▸ **TASK**
When you reach the line containing "Where can the white facade" in the records below, start copying exactly, and stop once you have copied the line containing "column 603, row 505".
━━━━━ DATA SHOWN
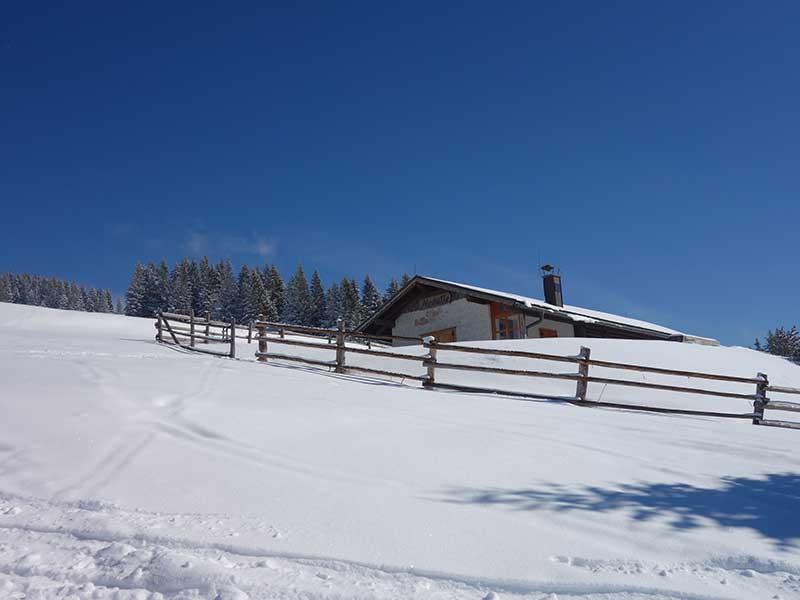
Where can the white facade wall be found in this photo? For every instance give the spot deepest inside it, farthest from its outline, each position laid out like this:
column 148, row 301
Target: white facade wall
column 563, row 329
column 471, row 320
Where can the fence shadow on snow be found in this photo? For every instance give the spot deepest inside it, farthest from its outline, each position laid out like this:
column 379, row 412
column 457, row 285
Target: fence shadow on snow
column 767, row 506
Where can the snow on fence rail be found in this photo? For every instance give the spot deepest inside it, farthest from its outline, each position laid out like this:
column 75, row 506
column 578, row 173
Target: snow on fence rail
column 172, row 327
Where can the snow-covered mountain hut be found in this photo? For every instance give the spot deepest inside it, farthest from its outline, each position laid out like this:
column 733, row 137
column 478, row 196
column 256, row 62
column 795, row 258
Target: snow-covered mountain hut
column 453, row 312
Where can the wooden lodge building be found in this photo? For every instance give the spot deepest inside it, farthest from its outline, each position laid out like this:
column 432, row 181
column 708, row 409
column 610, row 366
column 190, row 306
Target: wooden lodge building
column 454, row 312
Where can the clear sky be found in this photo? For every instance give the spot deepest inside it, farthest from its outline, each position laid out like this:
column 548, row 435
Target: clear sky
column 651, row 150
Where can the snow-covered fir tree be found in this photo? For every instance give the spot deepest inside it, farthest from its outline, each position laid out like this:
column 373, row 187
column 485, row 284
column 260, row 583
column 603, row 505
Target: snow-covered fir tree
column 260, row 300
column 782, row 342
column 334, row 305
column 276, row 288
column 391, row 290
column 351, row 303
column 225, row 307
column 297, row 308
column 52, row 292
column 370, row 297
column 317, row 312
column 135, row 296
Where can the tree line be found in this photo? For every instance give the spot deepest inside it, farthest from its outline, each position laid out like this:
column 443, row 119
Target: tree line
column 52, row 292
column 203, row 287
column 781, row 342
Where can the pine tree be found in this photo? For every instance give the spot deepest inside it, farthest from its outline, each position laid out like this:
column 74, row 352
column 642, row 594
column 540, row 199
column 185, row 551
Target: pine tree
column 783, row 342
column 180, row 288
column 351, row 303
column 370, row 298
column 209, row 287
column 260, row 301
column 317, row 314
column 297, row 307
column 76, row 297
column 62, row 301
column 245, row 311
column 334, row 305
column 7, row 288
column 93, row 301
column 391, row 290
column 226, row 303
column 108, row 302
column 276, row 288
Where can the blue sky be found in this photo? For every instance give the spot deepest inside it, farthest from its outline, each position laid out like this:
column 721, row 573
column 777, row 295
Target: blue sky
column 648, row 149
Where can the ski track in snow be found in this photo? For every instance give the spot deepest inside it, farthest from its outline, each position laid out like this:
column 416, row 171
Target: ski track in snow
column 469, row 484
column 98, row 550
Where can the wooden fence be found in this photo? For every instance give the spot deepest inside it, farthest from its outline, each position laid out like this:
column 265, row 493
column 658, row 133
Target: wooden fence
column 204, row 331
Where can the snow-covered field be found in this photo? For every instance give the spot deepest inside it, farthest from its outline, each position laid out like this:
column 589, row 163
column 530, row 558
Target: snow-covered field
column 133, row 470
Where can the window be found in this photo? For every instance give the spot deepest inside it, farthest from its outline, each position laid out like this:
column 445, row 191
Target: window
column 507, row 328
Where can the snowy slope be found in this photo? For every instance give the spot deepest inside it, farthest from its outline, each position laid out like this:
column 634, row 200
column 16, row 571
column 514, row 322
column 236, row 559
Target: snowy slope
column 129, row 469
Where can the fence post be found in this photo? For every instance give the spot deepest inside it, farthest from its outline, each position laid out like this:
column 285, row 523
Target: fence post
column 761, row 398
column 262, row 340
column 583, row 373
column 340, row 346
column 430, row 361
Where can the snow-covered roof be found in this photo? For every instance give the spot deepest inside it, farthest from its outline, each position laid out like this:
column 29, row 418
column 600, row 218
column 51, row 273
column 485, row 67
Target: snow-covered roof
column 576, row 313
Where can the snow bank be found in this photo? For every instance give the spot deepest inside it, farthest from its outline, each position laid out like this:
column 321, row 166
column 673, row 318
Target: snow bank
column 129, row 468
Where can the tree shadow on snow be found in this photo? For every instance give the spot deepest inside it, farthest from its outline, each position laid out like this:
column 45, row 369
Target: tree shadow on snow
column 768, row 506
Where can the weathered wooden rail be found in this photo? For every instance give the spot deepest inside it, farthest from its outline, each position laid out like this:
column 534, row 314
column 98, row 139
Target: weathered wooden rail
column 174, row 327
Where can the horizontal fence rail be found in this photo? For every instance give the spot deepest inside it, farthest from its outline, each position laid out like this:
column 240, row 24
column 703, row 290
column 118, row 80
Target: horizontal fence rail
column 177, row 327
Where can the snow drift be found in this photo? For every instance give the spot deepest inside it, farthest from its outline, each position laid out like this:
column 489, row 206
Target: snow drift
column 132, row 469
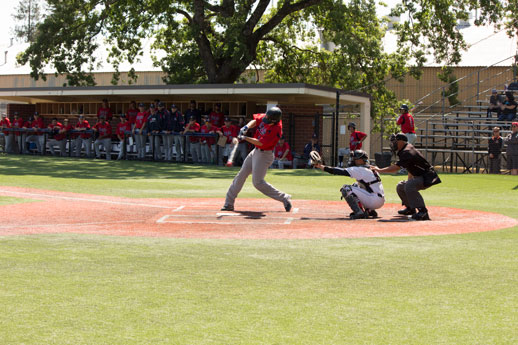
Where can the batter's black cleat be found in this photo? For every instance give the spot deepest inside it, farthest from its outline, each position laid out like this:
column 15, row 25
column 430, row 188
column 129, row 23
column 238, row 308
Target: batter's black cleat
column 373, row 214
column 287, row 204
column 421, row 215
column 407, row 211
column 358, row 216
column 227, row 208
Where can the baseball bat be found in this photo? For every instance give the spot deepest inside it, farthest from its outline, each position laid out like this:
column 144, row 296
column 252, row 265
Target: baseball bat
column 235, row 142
━━━━━━━━━━
━━━━━ DATA SHOWN
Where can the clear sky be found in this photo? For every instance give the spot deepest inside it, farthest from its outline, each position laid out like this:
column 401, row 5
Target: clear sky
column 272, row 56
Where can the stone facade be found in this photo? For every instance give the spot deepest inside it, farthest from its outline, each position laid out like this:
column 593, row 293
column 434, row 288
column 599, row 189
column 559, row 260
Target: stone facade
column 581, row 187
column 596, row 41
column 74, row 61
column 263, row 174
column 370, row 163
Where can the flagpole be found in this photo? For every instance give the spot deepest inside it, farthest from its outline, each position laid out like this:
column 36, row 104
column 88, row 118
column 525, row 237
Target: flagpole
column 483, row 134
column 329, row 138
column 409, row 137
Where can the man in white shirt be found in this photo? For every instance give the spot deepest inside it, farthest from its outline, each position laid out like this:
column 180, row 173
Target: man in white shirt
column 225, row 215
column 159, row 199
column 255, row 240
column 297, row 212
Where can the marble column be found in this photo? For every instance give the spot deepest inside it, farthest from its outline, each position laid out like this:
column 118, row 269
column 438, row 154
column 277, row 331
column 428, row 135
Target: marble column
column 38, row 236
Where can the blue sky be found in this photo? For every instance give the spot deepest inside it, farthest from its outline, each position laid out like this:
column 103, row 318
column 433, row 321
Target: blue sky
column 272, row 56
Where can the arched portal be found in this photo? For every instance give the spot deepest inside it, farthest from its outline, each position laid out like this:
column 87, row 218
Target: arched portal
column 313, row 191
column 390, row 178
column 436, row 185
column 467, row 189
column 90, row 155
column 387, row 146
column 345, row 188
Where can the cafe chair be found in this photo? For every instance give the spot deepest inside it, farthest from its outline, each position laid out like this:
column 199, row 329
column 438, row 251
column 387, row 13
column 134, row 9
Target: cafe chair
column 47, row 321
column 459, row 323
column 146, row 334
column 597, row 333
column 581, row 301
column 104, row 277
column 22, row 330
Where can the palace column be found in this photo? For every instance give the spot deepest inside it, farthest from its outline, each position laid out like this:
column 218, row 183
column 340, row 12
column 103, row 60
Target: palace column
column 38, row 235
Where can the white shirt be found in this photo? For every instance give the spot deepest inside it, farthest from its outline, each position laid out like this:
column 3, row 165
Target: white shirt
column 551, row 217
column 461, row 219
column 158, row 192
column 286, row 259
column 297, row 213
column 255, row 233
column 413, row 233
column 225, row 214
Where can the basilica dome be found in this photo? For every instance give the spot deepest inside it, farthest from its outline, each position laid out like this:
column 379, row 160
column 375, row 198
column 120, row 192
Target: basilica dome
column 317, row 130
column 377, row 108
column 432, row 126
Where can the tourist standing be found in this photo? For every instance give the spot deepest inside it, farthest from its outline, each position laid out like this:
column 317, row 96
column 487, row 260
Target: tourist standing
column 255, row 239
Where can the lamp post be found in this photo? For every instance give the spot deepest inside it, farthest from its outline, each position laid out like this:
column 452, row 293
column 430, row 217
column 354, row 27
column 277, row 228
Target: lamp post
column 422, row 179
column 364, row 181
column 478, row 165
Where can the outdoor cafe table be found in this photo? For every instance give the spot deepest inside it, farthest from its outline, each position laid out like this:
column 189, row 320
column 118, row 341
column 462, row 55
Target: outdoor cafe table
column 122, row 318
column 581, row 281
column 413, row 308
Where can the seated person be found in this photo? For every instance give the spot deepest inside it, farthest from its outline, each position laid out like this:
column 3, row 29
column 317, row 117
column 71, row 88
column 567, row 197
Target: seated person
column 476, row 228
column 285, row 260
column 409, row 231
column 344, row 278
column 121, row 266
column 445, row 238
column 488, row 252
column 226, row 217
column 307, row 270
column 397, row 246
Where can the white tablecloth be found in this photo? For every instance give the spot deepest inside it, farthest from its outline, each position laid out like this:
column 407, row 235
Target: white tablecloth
━━━━━━━━━━
▸ **PROBLEM SOLUTION**
Where can the white facade wall be found in this photo? For every instance give the spot deepest inside it, farthest from its outline, each position laid out like this:
column 148, row 301
Target: white facade wall
column 563, row 329
column 471, row 320
Where can the fence shadow on snow be found in this photo? For every instance give the spot deepest inside it, farthest from its outline, each position laid out like this:
column 379, row 412
column 457, row 285
Target: fence shadow on snow
column 767, row 506
Where can the snow on fence rail be found in this photo? For every instance give the spot deepest inside it, farthest from its outline, each position laid out like this:
column 75, row 506
column 578, row 173
Target: snow on fence rail
column 172, row 327
Where can the snow-covered mountain hut be found in this photo? For every instance give the spot deepest inside it, farthest from its outline, each position laid out like this:
column 733, row 137
column 478, row 196
column 256, row 62
column 795, row 258
Target: snow-covered mountain hut
column 453, row 312
Where can the wooden lodge building be found in this photo? For every instance give the spot deepest inside it, farthest from its outline, each position laid out like this:
column 432, row 181
column 708, row 409
column 610, row 366
column 190, row 306
Target: wooden lodge building
column 454, row 312
Where can the clear sky be found in this photo? For every instance give the spot deepest inside it, farthest from its outline, each position laid out like this:
column 548, row 435
Target: clear sky
column 651, row 150
Where can the snow-covered fir tree be found in this photo? For every instance give the spot deepest inside it, farthest from its outline, each position laid out like this:
column 373, row 187
column 485, row 284
column 260, row 583
column 603, row 505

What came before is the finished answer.